═══ MATERIAL FOR THIS TASK

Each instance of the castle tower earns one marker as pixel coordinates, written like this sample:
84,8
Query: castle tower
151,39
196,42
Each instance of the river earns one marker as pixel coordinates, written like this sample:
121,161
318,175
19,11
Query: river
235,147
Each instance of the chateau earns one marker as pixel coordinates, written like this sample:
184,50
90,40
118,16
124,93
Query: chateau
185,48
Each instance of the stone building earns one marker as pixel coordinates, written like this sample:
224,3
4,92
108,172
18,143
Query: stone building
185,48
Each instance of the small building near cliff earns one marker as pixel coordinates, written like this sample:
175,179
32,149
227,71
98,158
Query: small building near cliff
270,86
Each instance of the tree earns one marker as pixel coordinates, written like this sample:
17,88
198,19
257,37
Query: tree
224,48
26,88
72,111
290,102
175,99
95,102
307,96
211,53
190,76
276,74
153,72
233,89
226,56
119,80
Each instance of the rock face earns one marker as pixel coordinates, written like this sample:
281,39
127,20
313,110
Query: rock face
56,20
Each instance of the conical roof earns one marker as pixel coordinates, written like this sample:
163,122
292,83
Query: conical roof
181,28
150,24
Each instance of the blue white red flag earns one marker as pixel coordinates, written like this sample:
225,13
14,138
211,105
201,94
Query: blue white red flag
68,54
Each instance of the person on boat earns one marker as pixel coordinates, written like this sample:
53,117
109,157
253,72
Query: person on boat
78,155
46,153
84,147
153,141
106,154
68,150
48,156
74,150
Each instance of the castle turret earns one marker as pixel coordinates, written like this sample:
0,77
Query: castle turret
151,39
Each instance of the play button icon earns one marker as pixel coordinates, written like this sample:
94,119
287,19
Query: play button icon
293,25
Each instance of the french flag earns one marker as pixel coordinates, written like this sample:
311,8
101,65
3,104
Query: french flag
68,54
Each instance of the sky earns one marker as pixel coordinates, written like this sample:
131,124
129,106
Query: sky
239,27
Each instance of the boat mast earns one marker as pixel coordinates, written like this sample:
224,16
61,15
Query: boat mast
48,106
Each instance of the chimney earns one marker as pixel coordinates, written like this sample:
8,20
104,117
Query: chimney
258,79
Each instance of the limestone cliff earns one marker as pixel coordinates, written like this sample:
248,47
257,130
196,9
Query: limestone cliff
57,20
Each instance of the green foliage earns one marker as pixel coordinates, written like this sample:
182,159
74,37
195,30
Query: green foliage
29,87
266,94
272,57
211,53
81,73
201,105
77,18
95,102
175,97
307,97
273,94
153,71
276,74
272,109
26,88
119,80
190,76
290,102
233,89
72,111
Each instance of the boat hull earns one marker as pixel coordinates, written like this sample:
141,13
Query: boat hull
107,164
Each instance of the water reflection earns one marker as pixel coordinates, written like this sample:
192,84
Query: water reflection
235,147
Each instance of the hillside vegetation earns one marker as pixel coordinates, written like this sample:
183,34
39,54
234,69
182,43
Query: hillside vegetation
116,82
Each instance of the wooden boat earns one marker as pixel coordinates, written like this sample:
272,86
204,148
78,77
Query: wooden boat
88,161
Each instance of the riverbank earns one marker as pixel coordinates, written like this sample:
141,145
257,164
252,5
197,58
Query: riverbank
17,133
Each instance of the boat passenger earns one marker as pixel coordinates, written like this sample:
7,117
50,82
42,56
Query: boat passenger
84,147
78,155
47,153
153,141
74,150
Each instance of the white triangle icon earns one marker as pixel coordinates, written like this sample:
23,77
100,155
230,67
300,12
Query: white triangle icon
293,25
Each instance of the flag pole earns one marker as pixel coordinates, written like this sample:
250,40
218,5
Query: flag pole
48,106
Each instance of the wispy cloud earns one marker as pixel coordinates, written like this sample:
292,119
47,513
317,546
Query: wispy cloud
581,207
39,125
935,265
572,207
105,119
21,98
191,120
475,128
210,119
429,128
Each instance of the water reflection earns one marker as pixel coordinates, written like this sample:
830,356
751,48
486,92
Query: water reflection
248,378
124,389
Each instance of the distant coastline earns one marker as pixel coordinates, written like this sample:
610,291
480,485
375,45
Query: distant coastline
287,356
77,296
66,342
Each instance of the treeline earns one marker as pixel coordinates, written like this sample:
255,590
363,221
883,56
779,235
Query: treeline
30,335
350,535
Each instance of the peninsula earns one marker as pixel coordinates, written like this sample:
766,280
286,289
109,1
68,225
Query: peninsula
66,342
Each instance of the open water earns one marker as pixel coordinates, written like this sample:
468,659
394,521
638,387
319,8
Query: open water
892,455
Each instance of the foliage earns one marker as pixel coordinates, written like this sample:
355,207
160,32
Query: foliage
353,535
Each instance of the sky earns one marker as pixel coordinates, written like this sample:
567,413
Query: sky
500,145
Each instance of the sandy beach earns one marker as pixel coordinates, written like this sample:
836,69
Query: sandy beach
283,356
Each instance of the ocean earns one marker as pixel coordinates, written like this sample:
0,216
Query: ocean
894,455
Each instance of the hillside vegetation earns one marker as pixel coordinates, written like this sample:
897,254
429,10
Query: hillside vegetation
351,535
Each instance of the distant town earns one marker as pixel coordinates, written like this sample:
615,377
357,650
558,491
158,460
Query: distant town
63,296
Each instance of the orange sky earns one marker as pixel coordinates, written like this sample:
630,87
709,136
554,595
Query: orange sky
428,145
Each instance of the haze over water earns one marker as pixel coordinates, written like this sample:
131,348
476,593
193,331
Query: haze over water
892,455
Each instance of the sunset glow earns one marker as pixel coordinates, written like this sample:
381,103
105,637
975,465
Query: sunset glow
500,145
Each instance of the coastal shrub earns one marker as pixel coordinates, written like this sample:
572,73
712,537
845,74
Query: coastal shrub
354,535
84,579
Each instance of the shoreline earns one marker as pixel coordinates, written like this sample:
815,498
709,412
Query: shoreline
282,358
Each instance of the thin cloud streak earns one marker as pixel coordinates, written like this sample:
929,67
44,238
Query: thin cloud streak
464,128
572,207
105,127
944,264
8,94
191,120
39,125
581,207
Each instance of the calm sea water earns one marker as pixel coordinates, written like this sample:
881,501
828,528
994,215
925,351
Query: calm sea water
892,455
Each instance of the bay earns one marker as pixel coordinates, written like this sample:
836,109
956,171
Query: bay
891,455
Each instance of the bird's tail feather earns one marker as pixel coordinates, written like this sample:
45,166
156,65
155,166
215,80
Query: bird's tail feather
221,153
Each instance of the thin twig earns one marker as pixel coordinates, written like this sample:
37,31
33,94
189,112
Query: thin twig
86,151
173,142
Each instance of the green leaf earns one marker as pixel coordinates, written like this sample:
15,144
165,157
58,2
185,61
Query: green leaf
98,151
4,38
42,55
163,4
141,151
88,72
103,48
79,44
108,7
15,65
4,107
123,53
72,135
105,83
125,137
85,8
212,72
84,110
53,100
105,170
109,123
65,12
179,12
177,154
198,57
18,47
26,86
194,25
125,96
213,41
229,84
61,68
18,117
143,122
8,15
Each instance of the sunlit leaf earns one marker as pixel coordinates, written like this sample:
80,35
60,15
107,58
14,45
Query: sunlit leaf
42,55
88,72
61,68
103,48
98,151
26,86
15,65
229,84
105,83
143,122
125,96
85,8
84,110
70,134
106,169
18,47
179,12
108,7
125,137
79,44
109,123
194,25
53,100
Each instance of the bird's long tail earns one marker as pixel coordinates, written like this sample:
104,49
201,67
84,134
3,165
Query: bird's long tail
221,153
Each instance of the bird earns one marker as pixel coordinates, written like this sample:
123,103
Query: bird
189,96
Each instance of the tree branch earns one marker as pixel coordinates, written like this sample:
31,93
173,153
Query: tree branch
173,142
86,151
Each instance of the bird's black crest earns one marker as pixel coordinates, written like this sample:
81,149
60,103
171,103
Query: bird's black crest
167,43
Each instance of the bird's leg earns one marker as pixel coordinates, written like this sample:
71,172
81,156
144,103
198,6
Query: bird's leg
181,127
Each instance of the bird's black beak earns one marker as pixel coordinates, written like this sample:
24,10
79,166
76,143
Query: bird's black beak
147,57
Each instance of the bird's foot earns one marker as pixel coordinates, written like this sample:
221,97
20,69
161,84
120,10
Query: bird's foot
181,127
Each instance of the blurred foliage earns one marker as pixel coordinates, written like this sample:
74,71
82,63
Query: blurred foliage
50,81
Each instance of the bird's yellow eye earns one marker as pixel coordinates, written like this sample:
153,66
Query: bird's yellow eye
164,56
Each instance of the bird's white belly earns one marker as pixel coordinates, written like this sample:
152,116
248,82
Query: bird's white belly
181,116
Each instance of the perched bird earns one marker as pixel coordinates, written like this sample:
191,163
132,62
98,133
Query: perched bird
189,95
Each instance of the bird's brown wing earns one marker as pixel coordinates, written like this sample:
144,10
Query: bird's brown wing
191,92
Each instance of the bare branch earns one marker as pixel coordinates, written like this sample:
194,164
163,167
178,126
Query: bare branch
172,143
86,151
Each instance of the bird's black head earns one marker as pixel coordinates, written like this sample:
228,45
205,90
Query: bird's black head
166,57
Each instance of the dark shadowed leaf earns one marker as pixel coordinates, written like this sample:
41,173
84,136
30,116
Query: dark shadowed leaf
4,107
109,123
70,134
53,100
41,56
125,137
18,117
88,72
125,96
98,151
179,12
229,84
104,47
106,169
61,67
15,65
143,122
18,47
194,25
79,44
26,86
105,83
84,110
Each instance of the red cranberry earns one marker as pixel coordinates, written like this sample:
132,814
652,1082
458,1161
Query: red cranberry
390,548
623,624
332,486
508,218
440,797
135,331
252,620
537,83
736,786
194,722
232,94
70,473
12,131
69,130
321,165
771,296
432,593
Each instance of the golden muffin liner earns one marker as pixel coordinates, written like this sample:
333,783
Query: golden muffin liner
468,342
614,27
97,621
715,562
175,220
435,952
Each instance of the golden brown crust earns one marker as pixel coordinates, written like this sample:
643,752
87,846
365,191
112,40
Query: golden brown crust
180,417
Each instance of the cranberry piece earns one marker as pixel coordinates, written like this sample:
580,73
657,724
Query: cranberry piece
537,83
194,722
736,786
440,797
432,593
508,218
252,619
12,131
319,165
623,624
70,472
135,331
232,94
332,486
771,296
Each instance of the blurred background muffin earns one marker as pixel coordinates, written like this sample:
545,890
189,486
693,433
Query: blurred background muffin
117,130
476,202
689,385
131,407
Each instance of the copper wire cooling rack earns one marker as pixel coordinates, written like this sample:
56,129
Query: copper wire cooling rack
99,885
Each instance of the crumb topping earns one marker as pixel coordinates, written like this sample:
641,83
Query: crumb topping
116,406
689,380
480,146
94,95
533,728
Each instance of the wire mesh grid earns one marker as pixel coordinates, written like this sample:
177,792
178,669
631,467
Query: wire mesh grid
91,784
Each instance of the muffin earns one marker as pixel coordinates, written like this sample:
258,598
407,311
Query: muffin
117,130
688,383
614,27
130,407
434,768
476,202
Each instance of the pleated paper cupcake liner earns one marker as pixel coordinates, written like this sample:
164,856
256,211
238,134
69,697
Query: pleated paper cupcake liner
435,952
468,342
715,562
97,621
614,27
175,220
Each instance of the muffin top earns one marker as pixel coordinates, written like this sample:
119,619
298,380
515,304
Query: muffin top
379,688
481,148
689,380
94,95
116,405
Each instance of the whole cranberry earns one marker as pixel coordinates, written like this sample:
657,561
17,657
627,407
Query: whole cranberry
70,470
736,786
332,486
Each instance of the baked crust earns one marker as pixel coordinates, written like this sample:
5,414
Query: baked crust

══════

» **STATED PROBLEM**:
Print every line from the one containing "Each instance of the whole" through the last of the rows, keeping each line exactly as it appears and including both ends.

» **WORKED ANSWER**:
Each instance of the whole cranberry earns one marker as pixel coordinates, written like this sample:
657,561
17,657
627,407
Query: whole cranberry
70,470
736,786
332,486
Each instance of the baked crust earns one marker as pixel coordinates, written like this sample:
5,414
Query: baked crust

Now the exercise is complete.